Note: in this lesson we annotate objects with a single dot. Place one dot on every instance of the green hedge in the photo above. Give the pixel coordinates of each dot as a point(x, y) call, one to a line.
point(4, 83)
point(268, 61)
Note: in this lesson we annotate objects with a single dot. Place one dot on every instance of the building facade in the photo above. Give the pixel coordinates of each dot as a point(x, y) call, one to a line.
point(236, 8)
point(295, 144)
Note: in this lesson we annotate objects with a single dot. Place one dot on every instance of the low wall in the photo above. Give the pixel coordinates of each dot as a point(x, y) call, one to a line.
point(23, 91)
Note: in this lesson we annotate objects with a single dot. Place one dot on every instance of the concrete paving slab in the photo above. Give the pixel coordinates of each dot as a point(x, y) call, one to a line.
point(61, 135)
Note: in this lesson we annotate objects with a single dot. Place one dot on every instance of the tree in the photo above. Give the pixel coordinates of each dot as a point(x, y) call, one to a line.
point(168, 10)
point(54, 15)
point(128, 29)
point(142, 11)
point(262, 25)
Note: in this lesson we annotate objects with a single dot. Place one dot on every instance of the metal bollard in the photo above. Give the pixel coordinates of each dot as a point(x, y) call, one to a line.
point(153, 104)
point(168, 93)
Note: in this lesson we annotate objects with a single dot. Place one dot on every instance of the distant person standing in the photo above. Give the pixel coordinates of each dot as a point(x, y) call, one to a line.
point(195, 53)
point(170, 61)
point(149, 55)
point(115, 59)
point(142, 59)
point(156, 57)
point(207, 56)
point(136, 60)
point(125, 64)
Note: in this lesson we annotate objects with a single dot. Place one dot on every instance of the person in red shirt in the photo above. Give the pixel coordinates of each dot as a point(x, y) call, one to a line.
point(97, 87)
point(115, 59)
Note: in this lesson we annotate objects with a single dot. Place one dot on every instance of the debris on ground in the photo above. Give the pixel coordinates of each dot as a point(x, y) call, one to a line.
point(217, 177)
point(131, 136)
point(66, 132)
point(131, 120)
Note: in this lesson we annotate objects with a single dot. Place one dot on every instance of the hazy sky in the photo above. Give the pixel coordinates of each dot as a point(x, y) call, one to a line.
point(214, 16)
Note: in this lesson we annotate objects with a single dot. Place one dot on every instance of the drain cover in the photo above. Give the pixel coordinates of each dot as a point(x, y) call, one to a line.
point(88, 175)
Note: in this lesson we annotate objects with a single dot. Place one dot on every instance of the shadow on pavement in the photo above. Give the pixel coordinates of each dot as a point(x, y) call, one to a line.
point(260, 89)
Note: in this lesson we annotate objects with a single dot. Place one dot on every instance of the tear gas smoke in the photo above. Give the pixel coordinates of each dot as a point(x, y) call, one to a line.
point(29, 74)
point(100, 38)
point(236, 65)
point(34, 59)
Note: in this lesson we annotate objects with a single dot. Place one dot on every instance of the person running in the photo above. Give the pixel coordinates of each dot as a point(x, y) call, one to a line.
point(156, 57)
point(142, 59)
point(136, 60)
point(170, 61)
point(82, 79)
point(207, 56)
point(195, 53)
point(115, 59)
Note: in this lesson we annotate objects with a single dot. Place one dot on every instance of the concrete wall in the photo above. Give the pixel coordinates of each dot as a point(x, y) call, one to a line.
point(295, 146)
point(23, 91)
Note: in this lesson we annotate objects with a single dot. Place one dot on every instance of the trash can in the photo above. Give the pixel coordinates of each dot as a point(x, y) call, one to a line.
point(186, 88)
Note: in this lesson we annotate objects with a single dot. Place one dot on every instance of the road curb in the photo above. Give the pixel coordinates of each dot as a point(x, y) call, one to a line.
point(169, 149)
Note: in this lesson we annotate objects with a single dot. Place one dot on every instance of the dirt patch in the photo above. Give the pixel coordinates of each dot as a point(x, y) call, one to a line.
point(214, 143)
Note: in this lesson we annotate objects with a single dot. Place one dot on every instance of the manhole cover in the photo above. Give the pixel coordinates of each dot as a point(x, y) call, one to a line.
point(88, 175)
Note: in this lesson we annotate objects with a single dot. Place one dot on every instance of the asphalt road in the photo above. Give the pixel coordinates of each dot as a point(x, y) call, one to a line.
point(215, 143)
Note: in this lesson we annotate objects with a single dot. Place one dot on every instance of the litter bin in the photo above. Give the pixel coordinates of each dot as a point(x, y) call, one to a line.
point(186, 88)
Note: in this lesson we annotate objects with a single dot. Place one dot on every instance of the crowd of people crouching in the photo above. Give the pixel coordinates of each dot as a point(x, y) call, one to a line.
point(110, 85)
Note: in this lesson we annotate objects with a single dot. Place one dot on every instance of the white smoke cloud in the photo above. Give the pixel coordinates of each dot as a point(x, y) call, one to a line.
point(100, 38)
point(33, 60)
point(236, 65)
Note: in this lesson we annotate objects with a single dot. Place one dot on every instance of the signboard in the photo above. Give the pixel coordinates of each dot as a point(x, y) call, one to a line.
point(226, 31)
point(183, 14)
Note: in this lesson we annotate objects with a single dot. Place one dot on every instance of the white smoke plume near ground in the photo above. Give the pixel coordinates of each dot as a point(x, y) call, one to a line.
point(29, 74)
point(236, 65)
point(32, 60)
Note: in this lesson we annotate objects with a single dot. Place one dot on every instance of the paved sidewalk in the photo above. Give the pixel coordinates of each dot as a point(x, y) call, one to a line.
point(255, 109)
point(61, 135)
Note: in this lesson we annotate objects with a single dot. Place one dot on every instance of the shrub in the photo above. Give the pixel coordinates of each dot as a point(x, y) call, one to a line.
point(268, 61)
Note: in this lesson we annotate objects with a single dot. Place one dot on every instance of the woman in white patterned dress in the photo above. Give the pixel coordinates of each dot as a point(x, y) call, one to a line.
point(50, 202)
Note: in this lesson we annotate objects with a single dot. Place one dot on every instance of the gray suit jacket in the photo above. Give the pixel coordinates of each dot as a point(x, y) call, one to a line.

- - - -

*Problem statement:*
A word-for-word transcription of the data above is required.

*Output below:*
Note: in this lesson we annotate objects with a single dot. Place one dot on every instance of the green hedge in the photo above. Give the pixel coordinates of each dot as a point(x, y) call, one to a line.
point(4, 83)
point(268, 61)
Note: in this lesson we annotate objects with a single dot. Place one dot on every instance of the building facade in the photo above. Give the pixel coordinates of each dot as a point(x, y) call, one to a line.
point(236, 8)
point(295, 144)
Note: in this lesson we annotate objects with a single dot. Place one dot on every instance of the low wall in the photo above. Give the pixel coordinates of each dot as a point(x, y) call, one to a line.
point(23, 91)
Note: in this lesson we annotate objects with a single dot. Place one dot on every instance of the concrete paving slab in the photo above. Give the pixel coordinates of each dot as a point(x, y) call, one to a line.
point(61, 135)
Note: in this lesson we annotate objects with a single dot. Place one dot on every instance of the tree in the photo above. Give the pixel coordinates of each dot as a point(x, y) call, one to a line.
point(168, 10)
point(54, 15)
point(128, 29)
point(142, 11)
point(262, 25)
Note: in this lesson we annotate objects with a single dot. Place one dot on every instance of the metal bollard in the photo above. Give the pixel coordinates of each dot as a point(x, y) call, one to a line.
point(153, 104)
point(168, 93)
Note: in this lesson we annotate objects with a single dot. Place one dot on every instance of the distant person standing in the photo above. Give the pixel coordinates of each dot as a point(x, y) call, one to a line.
point(195, 53)
point(170, 61)
point(149, 55)
point(115, 59)
point(142, 59)
point(156, 57)
point(207, 56)
point(136, 60)
point(125, 64)
Note: in this lesson we annotate objects with a single dot. Place one dot on every instance of the person in red shirt in the photo above. Give the pixel coordinates of each dot as a point(x, y) call, one to a line.
point(97, 87)
point(115, 59)
Note: in this lesson we annotate objects with a single dot. Place one dot on every instance of the debris on ground in the photo above. Give the pixel coordinates of each dot as a point(x, y) call, one to a line.
point(217, 177)
point(131, 136)
point(66, 132)
point(131, 120)
Note: in this lesson we annotate objects with a single dot. Place one dot on every instance of the hazy sky in the photo above. Give the pixel coordinates of each dot as a point(x, y) call, one to a line.
point(214, 16)
Note: in this lesson we annotate objects with a single dot. Place one dot on every instance of the drain cover in the photo above. Give the pixel coordinates of each dot as a point(x, y) call, one to a line.
point(88, 175)
Note: in this lesson we annotate objects with a single dot. Place one dot on every instance of the shadow on pavement in the photo above. Give the pixel coordinates of each dot as a point(x, y) call, one to a line.
point(260, 89)
Note: in this lesson we annotate objects with a single dot. Place one dot on every instance of the tear gas smoke in the photo above. Give the pixel coordinates of each dot as a point(x, y) call, one to a line.
point(29, 74)
point(100, 38)
point(236, 65)
point(34, 59)
Note: in this lesson we annotate objects with a single dot. Place one dot on every instance of the person running in the photo above. Give the pixel coordinates of each dot as a point(x, y) call, one to a line.
point(156, 57)
point(142, 59)
point(136, 60)
point(170, 61)
point(82, 79)
point(207, 56)
point(195, 53)
point(115, 59)
Note: in this lesson we annotate objects with a single dot. Place one dot on every instance of the concrete wall in the photo above. Give the pixel coordinates of each dot as a point(x, y) call, one to a line.
point(295, 146)
point(23, 91)
Note: in this lesson we annotate objects with a single dot. Place one dot on every instance of the trash can in the photo above. Give the pixel coordinates of each dot as a point(x, y) call, one to a line.
point(186, 88)
Note: in this lesson we annotate objects with a single dot. Place one dot on every instance of the road curb in the photo above. Give the pixel coordinates of each dot as a point(x, y) call, one to a line.
point(169, 149)
Note: in this lesson we annotate objects with a single dot. Place one dot on every instance of the dirt patch in the photo above. Give the pixel coordinates of each dot as a point(x, y) call, one to a line.
point(214, 143)
Note: in this lesson we annotate objects with a single dot. Place one dot on every instance of the manhole cover in the photo above. Give the pixel coordinates of each dot as a point(x, y) call, one to a line.
point(88, 175)
Note: in this lesson we annotate objects with a single dot. Place one dot on every instance of the asphalt road in the photo above. Give the pixel coordinates of each dot as a point(x, y) call, one to a line.
point(215, 143)
Note: in this lesson we annotate objects with a single dot. Place one dot on every instance of the litter bin in the photo above. Give the pixel coordinates of each dot as a point(x, y) call, one to a line.
point(186, 88)
Note: in this lesson we annotate objects with a single dot. Place one dot on every instance of the crowd of people crouching in the photo above. Give the pixel coordinates of each dot as a point(x, y) call, one to a line.
point(110, 85)
Note: in this lesson we annotate objects with a single dot. Place one dot on every instance of the white smoke cloud in the photo above. Give the pixel coordinates of each dot as a point(x, y) call, one to a line.
point(100, 38)
point(33, 60)
point(236, 65)
Note: in this lesson we annotate objects with a single dot. Place one dot on every instance of the signboard in the photo above. Give the pixel coordinates of each dot as a point(x, y) call, one to a line.
point(226, 31)
point(183, 14)
Note: in this lesson we annotate objects with a single dot. Place one dot on every instance of the white smoke plume near ground in the photo above. Give the pixel coordinates of each dot as a point(x, y) call, one to a line.
point(29, 74)
point(236, 65)
point(32, 60)
Note: in this lesson we annotate objects with a single dot. Place one dot on every instance of the paved sidewalk in the photo above. Give the pixel coordinates of each dot as a point(x, y) call, one to a line.
point(255, 109)
point(61, 135)
Note: in this lesson we annotate objects with a single dot. Place one dot on every instance of the shrub in the photo above. Give the pixel coordinates of each dot as a point(x, y) call, one to a line.
point(268, 61)
Note: in this lesson we annotate objects with a single dot. Place one dot on every instance of the woman in white patterned dress in the photo above. Give the pixel coordinates of each dot as a point(x, y) call, one to a line.
point(50, 202)
Note: in this lesson we annotate objects with a single dot. Place one dot on every instance of the gray suit jacket in the photo above. Give the pixel coordinates of each dot as a point(x, y) call, one to a line.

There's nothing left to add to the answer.